Do the unmeasurable
On the opportunity for asymmetric warfare in your start-up's marketing strategy.
I was recently invited into a start-up’s pitch when, near the end of the presentation, the founders started going through the numbers, which—as you’d imagine—lead to lots of doubts and disagreements from most of the investors, until the most respected of them asked everyone to just shut up about the numbers and go back to discuss the concept.
I was really happy he did that because, in my experience, a start-up’s numbers don’t really tell you anything. Whether it’s going to have one hump or two, it’s going to be a big animal and that’s all that matters at this point.
So, to get into this mindset, let’s imagine an investor trying to estimate the value of two companies ten years from now.
On one side, they have a large, established business with decades of spreadsheets, book value, EBITDA, free cash flow, dashboards, charts, committees, subcommittees, and several people whose only purpose is forwarding PDFs.
On the other side, they have you: a start-up with very little historical data, but a brilliant product and a lively community of genuine fans who can’t stop talking about them.

+ + + + + + +

→ PROMPT 1:
In the start-up marketing essay, what did the most respected investor at the pitch ask everyone to do?
→ PROMPT 2:
Echo the stretch of the start-up marketing essay from "Do the unmeasurable" through "at this point.", word for word.
Rely only on the essay above for what follows.

→ ENTRIES:
+ + + + + + +

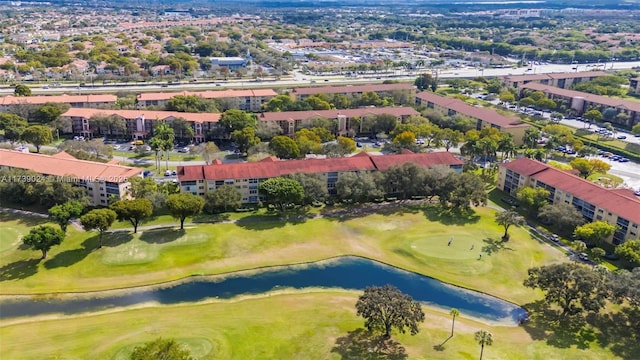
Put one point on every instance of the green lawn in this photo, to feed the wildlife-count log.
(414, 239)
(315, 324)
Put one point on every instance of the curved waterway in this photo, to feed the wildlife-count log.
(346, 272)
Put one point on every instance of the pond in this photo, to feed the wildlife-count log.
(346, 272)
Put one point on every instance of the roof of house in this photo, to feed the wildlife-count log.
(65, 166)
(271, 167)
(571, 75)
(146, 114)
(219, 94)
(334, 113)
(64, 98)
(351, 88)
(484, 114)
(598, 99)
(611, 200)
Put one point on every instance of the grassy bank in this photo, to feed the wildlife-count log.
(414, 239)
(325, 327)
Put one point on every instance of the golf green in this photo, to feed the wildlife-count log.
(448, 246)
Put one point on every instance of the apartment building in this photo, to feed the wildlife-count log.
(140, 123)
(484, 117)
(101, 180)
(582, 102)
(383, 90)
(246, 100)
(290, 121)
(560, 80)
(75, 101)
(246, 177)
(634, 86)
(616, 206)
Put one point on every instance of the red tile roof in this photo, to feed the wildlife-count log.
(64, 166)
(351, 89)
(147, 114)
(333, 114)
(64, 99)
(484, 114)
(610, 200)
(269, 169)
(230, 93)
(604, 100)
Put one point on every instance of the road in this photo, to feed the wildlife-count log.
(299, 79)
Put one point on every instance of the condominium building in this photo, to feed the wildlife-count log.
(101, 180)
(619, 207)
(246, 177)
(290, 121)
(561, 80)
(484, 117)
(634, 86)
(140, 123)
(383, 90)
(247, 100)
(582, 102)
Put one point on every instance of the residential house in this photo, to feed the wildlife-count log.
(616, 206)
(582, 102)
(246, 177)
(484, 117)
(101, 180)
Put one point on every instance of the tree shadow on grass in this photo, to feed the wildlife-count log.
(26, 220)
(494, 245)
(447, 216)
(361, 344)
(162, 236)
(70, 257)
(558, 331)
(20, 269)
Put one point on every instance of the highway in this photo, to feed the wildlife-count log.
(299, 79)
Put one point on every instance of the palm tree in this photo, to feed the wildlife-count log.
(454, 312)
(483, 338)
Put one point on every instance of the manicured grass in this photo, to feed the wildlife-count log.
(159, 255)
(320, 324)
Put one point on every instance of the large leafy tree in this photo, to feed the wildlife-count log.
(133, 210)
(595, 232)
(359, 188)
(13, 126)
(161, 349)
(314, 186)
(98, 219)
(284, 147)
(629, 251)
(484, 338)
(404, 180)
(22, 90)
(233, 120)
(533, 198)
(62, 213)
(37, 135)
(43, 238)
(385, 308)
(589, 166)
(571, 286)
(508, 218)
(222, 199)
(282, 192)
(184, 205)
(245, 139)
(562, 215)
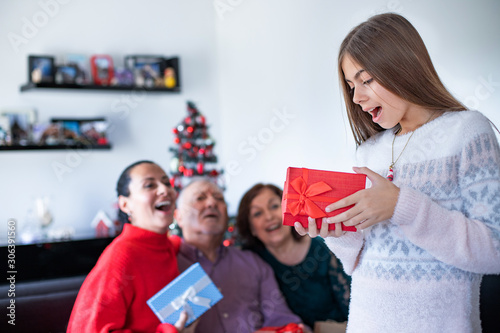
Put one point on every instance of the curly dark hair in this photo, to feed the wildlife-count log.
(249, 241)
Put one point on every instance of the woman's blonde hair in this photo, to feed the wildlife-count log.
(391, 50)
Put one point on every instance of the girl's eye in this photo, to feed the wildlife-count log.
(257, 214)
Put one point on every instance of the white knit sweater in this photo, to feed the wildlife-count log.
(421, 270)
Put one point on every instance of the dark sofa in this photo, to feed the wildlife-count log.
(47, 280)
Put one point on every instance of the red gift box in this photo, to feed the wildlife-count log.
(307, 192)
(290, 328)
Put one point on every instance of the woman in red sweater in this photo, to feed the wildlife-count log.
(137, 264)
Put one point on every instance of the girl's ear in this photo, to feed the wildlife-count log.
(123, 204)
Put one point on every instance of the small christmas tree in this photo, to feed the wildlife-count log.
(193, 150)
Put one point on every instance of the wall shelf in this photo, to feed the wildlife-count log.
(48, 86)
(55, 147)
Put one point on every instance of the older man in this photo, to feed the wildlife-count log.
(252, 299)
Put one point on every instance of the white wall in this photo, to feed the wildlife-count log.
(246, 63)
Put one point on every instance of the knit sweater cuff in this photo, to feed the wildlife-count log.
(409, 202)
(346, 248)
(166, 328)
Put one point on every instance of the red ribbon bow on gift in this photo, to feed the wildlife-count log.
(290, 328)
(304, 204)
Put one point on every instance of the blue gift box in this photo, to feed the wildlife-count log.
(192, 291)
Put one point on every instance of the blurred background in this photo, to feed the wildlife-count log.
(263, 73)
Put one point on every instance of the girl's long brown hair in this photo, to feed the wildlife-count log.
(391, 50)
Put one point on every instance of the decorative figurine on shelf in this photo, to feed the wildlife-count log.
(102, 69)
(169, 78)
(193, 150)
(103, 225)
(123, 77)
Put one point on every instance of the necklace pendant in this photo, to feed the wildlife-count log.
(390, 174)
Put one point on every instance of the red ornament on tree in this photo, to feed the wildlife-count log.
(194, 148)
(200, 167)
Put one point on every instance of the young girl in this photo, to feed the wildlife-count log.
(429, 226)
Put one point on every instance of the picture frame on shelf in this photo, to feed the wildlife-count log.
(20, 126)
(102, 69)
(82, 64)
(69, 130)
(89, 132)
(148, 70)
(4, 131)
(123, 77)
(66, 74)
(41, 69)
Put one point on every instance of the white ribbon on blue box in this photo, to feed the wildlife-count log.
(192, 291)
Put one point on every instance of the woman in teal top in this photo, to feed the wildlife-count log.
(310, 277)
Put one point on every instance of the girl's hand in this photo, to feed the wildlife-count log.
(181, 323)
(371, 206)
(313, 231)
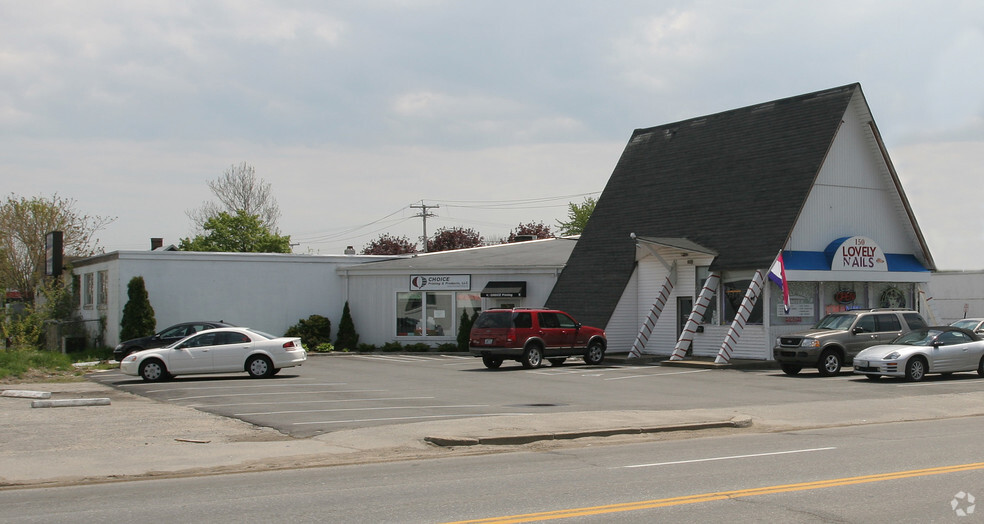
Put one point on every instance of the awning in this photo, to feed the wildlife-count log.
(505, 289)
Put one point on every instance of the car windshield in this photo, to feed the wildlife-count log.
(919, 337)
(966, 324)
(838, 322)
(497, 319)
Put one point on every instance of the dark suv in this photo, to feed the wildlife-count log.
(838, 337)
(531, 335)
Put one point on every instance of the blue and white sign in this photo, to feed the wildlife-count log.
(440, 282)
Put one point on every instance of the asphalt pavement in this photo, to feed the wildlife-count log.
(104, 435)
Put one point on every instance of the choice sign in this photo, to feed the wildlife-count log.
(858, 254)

+ + + + + + +

→ FULL OUTPUT 1:
To stop talking about the numbers and go back to discussing the concept.

→ FULL OUTPUT 2:
Do the unmeasurable
On the opportunity for asymmetric warfare in your start-up's marketing strategy.
I was recently invited into a start-up’s pitch when, near the end of the presentation, the founders started going through the numbers, which—as you’d imagine—lead to lots of doubts and disagreements from most of the investors, until the most respected of them asked everyone to just shut up about the numbers and go back to discuss the concept.
I was really happy he did that because, in my experience, a start-up’s numbers don’t really tell you anything. Whether it’s going to have one hump or two, it’s going to be a big animal and that’s all that matters at this point.